--- start ---

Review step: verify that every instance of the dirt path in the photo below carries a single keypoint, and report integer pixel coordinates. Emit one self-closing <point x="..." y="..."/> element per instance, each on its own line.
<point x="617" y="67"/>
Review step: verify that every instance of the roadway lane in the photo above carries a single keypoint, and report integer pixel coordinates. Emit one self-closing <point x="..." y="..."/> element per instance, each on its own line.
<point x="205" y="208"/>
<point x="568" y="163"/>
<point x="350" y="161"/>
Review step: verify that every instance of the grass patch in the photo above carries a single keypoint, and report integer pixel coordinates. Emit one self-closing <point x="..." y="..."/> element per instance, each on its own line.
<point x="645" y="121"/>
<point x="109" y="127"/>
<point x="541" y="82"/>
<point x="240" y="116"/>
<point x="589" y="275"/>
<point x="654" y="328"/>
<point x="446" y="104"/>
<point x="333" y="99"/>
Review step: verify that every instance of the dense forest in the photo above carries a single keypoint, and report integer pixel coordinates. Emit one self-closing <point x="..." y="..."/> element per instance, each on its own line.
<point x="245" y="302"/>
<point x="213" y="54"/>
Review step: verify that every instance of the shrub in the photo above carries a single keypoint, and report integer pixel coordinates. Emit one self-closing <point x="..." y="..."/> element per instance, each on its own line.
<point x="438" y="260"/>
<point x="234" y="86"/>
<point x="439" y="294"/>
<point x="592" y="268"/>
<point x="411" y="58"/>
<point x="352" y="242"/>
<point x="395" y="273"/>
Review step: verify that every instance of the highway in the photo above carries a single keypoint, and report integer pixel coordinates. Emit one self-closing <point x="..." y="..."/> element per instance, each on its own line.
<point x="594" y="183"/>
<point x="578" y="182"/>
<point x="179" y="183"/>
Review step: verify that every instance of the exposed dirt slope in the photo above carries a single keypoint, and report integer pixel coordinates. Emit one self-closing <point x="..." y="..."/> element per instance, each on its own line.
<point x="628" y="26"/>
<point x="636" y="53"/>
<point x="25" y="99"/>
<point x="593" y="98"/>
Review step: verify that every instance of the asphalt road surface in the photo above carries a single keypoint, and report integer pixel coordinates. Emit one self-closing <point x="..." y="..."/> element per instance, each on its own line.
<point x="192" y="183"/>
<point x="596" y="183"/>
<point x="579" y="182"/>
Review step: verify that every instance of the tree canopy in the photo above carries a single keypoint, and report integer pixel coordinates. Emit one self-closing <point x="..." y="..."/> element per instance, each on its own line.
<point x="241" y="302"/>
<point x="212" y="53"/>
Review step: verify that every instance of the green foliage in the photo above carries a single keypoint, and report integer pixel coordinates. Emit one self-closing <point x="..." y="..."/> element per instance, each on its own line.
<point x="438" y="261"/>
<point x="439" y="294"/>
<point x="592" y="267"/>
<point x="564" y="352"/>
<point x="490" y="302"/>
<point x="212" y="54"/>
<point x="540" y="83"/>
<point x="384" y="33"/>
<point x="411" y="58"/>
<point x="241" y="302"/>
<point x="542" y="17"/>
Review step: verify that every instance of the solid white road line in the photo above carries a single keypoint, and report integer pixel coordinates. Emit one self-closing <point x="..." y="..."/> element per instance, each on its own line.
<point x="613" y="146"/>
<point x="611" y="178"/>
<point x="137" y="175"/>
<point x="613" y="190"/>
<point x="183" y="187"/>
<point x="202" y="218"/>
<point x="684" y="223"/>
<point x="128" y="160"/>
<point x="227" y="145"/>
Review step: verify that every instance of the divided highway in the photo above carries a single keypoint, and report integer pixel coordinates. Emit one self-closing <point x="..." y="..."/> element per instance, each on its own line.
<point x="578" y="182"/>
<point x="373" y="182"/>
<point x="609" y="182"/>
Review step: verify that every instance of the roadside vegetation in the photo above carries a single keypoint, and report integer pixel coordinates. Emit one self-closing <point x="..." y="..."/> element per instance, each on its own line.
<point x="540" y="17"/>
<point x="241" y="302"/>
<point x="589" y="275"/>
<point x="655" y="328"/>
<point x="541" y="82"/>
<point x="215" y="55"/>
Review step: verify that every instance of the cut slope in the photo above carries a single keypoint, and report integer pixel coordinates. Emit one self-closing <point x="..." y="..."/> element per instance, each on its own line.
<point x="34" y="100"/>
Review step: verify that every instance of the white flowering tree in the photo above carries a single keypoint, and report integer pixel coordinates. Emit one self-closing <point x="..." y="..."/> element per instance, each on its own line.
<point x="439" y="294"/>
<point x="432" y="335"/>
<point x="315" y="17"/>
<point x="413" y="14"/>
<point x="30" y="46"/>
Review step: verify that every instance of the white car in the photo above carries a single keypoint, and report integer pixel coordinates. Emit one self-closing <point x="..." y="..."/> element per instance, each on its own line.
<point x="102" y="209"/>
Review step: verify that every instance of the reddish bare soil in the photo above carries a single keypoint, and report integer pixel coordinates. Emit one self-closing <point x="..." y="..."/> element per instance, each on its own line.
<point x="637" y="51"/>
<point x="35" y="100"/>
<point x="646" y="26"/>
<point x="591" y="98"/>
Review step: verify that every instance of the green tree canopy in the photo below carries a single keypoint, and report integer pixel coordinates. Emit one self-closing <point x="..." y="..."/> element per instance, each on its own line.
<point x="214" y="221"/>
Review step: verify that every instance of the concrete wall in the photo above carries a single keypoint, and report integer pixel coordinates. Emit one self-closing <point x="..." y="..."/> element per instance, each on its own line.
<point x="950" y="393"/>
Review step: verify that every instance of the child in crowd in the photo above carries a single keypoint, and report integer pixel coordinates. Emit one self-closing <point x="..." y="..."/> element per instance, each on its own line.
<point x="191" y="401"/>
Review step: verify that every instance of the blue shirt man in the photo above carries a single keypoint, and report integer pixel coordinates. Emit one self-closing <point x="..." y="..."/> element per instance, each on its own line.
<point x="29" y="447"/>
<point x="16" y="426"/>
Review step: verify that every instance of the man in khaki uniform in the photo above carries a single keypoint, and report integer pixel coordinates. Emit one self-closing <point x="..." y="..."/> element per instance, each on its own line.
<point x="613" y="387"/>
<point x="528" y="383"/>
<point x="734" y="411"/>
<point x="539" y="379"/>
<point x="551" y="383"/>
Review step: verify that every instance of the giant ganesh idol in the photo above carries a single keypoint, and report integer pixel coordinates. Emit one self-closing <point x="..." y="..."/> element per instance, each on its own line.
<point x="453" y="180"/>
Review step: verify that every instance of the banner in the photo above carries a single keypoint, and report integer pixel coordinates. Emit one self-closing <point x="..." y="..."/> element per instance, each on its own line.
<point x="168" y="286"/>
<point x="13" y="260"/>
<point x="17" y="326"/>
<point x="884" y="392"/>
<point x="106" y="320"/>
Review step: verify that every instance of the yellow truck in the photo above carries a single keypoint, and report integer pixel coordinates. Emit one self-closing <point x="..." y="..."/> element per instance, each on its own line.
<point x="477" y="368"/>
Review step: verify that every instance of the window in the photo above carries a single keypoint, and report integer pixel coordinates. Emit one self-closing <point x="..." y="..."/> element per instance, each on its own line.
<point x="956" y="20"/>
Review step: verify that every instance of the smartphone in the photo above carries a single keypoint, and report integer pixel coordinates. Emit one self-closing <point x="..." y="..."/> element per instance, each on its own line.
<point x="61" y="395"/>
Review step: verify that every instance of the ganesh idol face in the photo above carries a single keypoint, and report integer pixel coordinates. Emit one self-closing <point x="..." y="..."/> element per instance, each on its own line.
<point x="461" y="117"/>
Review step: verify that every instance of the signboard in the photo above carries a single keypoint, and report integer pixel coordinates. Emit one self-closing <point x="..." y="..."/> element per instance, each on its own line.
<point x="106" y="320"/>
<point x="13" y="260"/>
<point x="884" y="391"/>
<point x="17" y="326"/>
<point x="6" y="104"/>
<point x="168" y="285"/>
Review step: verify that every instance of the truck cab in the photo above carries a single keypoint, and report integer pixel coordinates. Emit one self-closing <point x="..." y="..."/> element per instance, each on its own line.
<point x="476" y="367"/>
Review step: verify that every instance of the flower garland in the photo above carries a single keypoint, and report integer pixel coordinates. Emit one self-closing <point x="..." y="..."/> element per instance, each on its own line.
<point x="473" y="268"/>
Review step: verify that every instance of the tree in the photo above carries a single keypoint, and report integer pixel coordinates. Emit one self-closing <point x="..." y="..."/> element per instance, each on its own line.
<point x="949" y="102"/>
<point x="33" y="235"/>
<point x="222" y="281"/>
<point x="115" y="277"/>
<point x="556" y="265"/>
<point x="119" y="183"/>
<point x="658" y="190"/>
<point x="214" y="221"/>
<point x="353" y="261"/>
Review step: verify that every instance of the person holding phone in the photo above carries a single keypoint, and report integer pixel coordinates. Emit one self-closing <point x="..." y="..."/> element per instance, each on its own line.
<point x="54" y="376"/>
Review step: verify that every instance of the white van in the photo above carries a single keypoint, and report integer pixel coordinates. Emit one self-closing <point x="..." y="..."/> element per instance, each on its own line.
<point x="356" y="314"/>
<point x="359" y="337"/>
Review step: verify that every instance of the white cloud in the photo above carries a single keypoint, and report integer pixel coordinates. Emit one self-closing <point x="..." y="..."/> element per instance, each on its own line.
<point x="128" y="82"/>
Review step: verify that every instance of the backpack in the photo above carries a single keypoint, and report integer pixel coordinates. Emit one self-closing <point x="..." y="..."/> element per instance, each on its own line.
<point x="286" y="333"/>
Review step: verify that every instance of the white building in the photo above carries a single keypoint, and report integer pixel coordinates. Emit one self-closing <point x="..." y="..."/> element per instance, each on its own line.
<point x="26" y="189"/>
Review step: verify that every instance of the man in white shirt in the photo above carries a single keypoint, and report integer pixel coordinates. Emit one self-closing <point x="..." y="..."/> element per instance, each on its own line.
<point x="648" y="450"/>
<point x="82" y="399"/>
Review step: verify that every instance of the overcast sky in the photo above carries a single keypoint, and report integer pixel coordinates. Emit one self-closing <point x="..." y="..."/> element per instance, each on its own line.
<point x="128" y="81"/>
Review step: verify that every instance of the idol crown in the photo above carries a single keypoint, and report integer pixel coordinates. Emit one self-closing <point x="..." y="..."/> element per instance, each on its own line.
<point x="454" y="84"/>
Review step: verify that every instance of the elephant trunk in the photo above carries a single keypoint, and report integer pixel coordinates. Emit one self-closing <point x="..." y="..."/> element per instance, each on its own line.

--- end ---

● **Required task**: Reproduce the data above without any change, from the line containing "Review step: verify that every instance of the white building" down through the final line.

● **Response for this exercise**:
Review step: verify that every instance of the white building in the photo above carries a single keypoint, and report integer pixel coordinates. Emit one self-closing <point x="..." y="..."/> element per instance, each on its own line.
<point x="26" y="189"/>
Review step: verify that every instance of the man in white shirt in the photo above carries a single keypoint, and report integer pixel coordinates. Emit one self-closing <point x="..." y="..."/> element per instance, each on its own line.
<point x="648" y="450"/>
<point x="82" y="399"/>
Review step: verify that every instance of the overcast sky in the photo above carries a single keypoint, and report integer pixel coordinates. Emit one self-closing <point x="..." y="..."/> element per instance, each on its own line.
<point x="128" y="81"/>
Review step: verify that every instance of the idol crown in the photo above carries a single keypoint, and report integer pixel coordinates. Emit one self-closing <point x="..." y="..."/> element per instance, each on its own line.
<point x="454" y="84"/>
Review step: verify that every instance of the elephant trunk in the photo above carries a single keypoint, and report integer pixel coordinates. Emit one self-closing <point x="..." y="..."/> element per instance, each on its own line.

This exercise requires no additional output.